■ Required work
Apart from the pictures, every entry should be reproduced exactly.

■ Data

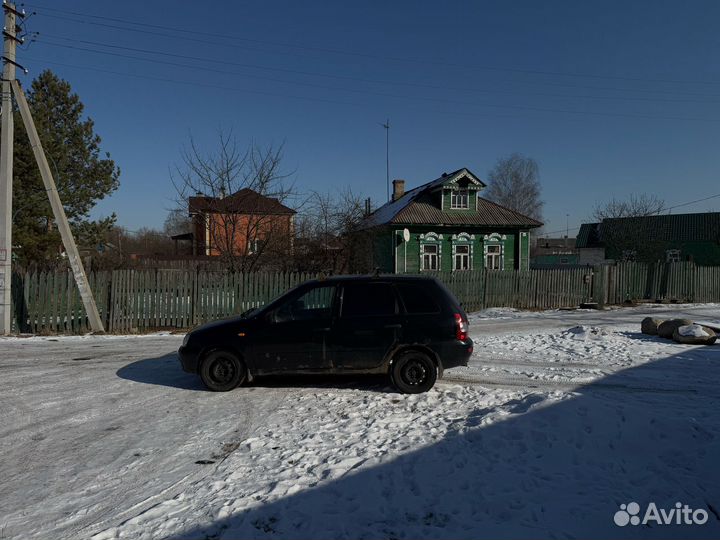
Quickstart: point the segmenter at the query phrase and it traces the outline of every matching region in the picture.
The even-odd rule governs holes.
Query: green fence
[[[435,273],[467,311],[550,309],[626,300],[720,302],[720,267],[619,263],[570,269]],[[109,332],[191,326],[265,304],[313,274],[130,269],[89,274]],[[70,272],[13,275],[14,330],[83,333],[85,310]]]

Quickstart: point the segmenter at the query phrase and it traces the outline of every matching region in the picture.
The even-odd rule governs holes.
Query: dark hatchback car
[[[467,315],[434,278],[342,276],[303,283],[185,337],[182,367],[214,391],[273,374],[389,374],[401,392],[467,365]]]

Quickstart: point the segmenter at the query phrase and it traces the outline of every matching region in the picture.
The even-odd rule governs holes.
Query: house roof
[[[585,223],[580,227],[577,247],[602,247],[603,237],[633,235],[651,242],[717,242],[720,241],[720,212],[610,218],[602,223]]]
[[[190,214],[199,212],[233,213],[233,214],[295,214],[295,210],[288,208],[273,197],[260,195],[249,188],[241,189],[227,197],[190,197],[188,200]]]
[[[578,231],[577,238],[575,239],[575,247],[602,247],[599,228],[599,223],[583,223],[580,225],[580,230]]]
[[[477,198],[476,212],[443,211],[433,199],[432,193],[442,186],[454,184],[462,178],[468,178],[476,185],[485,187],[485,184],[468,169],[458,169],[406,192],[396,201],[381,206],[367,216],[359,228],[370,229],[393,223],[399,225],[490,225],[529,228],[542,226],[541,222],[531,217],[482,197]]]

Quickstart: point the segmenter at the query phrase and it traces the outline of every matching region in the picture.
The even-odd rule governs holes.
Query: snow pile
[[[678,328],[678,334],[686,337],[710,337],[710,334],[699,324],[688,324]]]
[[[570,339],[602,339],[608,335],[608,332],[597,326],[573,326],[565,332],[563,336]]]
[[[527,317],[529,312],[520,311],[515,308],[488,308],[482,311],[471,313],[470,321],[483,321],[487,319],[513,319],[517,317]]]

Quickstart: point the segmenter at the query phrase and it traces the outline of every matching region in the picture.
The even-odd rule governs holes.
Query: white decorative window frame
[[[420,242],[420,261],[419,261],[419,268],[421,272],[440,272],[442,270],[442,241],[443,241],[443,235],[438,234],[436,232],[428,232],[425,234],[421,234],[418,237],[418,241]],[[423,268],[423,246],[426,246],[428,244],[433,244],[437,246],[437,259],[438,259],[438,267],[437,270],[431,270]]]
[[[458,234],[453,234],[450,237],[450,240],[452,240],[452,270],[453,272],[456,270],[463,270],[458,269],[455,267],[455,255],[456,255],[456,248],[457,246],[470,246],[470,253],[468,256],[468,270],[473,269],[473,255],[475,253],[475,235],[474,234],[468,234],[466,232],[461,232]]]
[[[665,250],[665,262],[680,262],[680,250],[679,249]]]
[[[461,192],[465,192],[465,204],[460,204]],[[450,190],[450,209],[451,210],[469,210],[470,209],[470,190],[468,188],[457,188]]]
[[[488,245],[500,246],[500,270],[505,270],[505,240],[507,235],[491,233],[483,236],[483,267],[487,269]]]

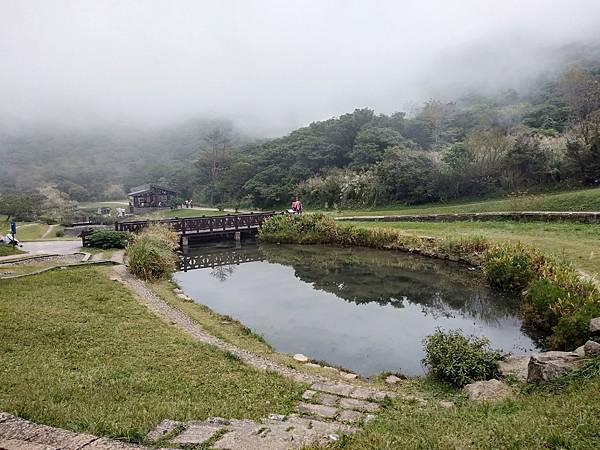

■ Completed task
Quickstart: point the segmenter at the query phrase and it traces the outline of every matching region in the picture.
The even-odd rule governs holes.
Query: green fence
[[[435,273],[467,311],[550,309],[626,300],[720,302],[720,267],[619,263],[570,269]],[[109,332],[191,326],[265,304],[313,274],[130,269],[89,274]],[[70,272],[13,275],[14,330],[83,333],[85,310]]]

Quickstart: point the segmenter at the query phrase and it traces the outline of every matching region in the picture.
The even-odd rule governs holes.
Query: dark hatchback car
[[[467,315],[434,278],[342,276],[303,283],[185,337],[182,367],[214,391],[273,374],[389,374],[401,392],[467,365]]]

Quickstart: point the segmenter at the query phrase and it traces the outline of every matching region in the picture.
The even-odd rule governs holes.
Query: house roof
[[[585,223],[580,227],[577,247],[602,247],[603,237],[633,235],[651,242],[717,242],[720,241],[720,212],[610,218],[602,223]]]
[[[190,214],[199,212],[233,213],[233,214],[295,214],[295,210],[288,208],[273,197],[260,195],[249,188],[241,189],[227,197],[190,197],[188,200]]]
[[[578,231],[577,238],[575,239],[575,247],[602,247],[599,228],[599,223],[583,223],[580,225],[580,230]]]
[[[477,198],[476,212],[443,211],[433,199],[432,193],[442,186],[454,184],[462,178],[468,178],[476,185],[485,187],[485,184],[468,169],[458,169],[406,192],[396,201],[381,206],[367,216],[359,228],[370,229],[393,223],[399,225],[490,225],[529,228],[542,226],[541,222],[531,217],[482,197]]]

Quickstart: point the segmenter at the query phrase and it traces the outline of every matching region in the picture.
The even-odd rule governs holes.
Query: snow pile
[[[678,328],[678,334],[686,337],[710,337],[710,334],[699,324],[688,324]]]
[[[570,339],[602,339],[608,335],[608,332],[597,326],[573,326],[565,332],[563,336]]]
[[[527,317],[529,312],[520,311],[515,308],[488,308],[482,311],[471,313],[470,321],[483,321],[487,319],[513,319],[517,317]]]

Quickstart: point the segmenter at the query phrase and it traces the outline of every matching region in the picture.
The even-odd rule governs holes.
Query: white decorative window frame
[[[420,242],[420,261],[419,261],[419,268],[421,272],[440,272],[442,270],[442,241],[443,241],[443,235],[438,234],[436,232],[428,232],[425,234],[421,234],[418,237],[418,241]],[[423,268],[423,246],[426,246],[428,244],[433,244],[437,246],[437,259],[438,259],[438,267],[437,270],[431,270]]]
[[[458,234],[453,234],[450,237],[450,240],[452,240],[452,270],[453,272],[456,270],[463,270],[458,269],[455,267],[455,255],[456,255],[456,248],[457,246],[470,246],[470,253],[468,256],[468,270],[473,269],[473,255],[475,253],[475,235],[474,234],[468,234],[466,232],[461,232]]]
[[[665,250],[665,262],[680,262],[680,250],[679,249]]]
[[[461,192],[465,192],[465,204],[460,204]],[[450,190],[450,209],[451,210],[469,210],[470,209],[470,190],[468,188],[457,188]]]
[[[488,245],[500,246],[500,270],[505,270],[505,240],[507,235],[491,233],[483,236],[483,267],[487,269]]]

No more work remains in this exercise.